Point labeling rows
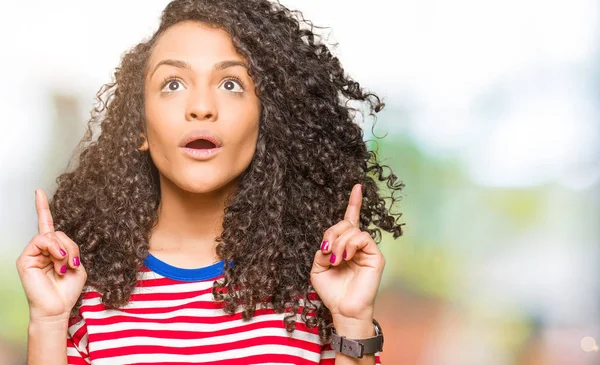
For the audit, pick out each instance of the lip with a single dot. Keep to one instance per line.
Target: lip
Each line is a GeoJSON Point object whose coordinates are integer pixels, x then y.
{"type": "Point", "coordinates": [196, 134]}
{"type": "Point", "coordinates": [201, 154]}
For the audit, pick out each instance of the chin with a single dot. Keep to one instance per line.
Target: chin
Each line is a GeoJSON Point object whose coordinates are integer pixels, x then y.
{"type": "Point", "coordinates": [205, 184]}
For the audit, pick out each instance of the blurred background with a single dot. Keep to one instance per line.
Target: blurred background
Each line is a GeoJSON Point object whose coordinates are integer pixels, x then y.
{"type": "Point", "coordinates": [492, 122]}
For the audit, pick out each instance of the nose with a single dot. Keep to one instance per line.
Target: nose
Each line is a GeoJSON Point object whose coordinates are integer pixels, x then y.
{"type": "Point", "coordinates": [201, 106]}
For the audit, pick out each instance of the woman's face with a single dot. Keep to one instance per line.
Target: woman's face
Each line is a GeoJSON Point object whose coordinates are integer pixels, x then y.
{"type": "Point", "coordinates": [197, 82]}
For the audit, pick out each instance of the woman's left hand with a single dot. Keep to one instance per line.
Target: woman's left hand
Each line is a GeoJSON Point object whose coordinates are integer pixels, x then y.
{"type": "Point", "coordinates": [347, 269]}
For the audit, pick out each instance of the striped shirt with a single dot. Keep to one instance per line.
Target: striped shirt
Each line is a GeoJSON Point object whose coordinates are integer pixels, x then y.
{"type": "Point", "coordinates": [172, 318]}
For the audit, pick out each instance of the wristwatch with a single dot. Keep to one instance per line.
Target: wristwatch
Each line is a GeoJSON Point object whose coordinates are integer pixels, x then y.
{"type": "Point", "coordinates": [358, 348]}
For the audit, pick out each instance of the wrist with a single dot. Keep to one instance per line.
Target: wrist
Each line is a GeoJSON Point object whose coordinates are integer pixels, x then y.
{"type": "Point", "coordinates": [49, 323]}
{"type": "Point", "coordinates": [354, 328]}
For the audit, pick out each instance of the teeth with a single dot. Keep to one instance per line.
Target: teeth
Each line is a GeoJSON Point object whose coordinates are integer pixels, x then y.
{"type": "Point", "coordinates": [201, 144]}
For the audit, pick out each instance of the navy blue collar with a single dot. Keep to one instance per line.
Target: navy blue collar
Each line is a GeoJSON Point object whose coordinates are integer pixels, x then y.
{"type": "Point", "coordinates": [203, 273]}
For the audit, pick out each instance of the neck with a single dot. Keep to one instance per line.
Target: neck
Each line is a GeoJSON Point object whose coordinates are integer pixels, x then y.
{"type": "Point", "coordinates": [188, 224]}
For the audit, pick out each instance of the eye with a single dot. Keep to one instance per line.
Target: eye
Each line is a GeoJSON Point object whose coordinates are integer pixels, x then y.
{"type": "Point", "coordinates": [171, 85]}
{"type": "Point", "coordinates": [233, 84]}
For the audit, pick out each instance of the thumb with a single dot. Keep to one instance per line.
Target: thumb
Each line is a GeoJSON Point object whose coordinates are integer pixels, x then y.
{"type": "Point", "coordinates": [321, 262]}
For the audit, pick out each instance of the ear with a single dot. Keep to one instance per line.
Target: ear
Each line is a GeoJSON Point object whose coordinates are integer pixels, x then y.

REQUIREMENTS ▸ Extract every row above word for word, omitting the pictures from your answer.

FINAL RESULT ▸
For the audit, pick out each instance of the lip with a single dot. Keep to one instance per line.
Target: lip
Each line is a GeoJSON Point object whose coordinates are integer pixels, x then y.
{"type": "Point", "coordinates": [196, 134]}
{"type": "Point", "coordinates": [201, 154]}
For the audit, pick out each instance of the chin with a single dot. Keep to one instance per line.
Target: chin
Each line is a GeoJSON Point object whose coordinates are integer pixels, x then y.
{"type": "Point", "coordinates": [205, 184]}
For the audit, pick out each instance of the blurred background with a single dot. Keep to one instance per line.
Target: blurred background
Each line is a GeoJSON Point object whose coordinates are integer pixels, x then y.
{"type": "Point", "coordinates": [492, 122]}
For the audit, pick out each instance of the nose with a single dot. Keep to one instance per line.
Target: nose
Each line is a GeoJSON Point object whose coordinates are integer pixels, x then y.
{"type": "Point", "coordinates": [201, 106]}
For the audit, pick out each instance of the woman's face with a single dot. Keep to one instance per line.
Target: woman's face
Each line is a GeoJSON Point object whose coordinates are integer pixels, x then y.
{"type": "Point", "coordinates": [197, 82]}
For the audit, pick out each instance of the woman's left hand with a single dot. Keep to one instance per line.
Target: woman's left hand
Each line is a GeoJSON Point object whose coordinates are integer pixels, x then y.
{"type": "Point", "coordinates": [347, 269]}
For the audit, pick out each instance of the striped shirt with a single dot. Keep to one instance per line.
Target: striped shirt
Each line is a GeoJSON Point object whose coordinates are integer pixels, x then y.
{"type": "Point", "coordinates": [172, 318]}
For the audit, pick out each instance of the wristwatch with a single dot. Keep to one instance per line.
Target: wristwatch
Each line is a GeoJSON Point object whose coordinates are integer pixels, x then y.
{"type": "Point", "coordinates": [358, 348]}
For the audit, pick out each instance of the wrist with a single dot. Keep to one instance per line.
Target: wrist
Each line is a GeoJSON Point object whose coordinates are integer pixels, x then y.
{"type": "Point", "coordinates": [49, 323]}
{"type": "Point", "coordinates": [354, 328]}
For the audit, pick out each instance of the teeth with a single dot. Keep to one instance per line.
Target: teeth
Each line is a GeoJSON Point object whose coordinates are integer pixels, x then y.
{"type": "Point", "coordinates": [201, 144]}
For the audit, pick out each instance of the navy blue collar with a single dot. Keep to one instance per line.
Target: navy blue collar
Each line is a GeoJSON Point object whose coordinates are integer pixels, x then y.
{"type": "Point", "coordinates": [203, 273]}
For the audit, pick out each instance of the neck with a single dot. Keep to one instance per line.
Target: neck
Each line is a GeoJSON Point object whose coordinates are integer pixels, x then y.
{"type": "Point", "coordinates": [188, 224]}
For the audit, pick out each instance of the eye with a single dot. Keep to one instance per line.
Target: eye
Each line is a GeoJSON Point object whose coordinates are integer pixels, x then y.
{"type": "Point", "coordinates": [171, 85]}
{"type": "Point", "coordinates": [233, 84]}
For the audit, pick out each instance of the thumb with a single dot. Keep to one instance per line.
Target: thumb
Each line is a GeoJSON Point object whose coordinates are integer pixels, x then y.
{"type": "Point", "coordinates": [321, 262]}
For the audit, pick out each instance of the ear with a single dot. Keep to one instance per line.
Target: ear
Each line is a GeoJSON Point object whose coordinates are integer pixels, x then y.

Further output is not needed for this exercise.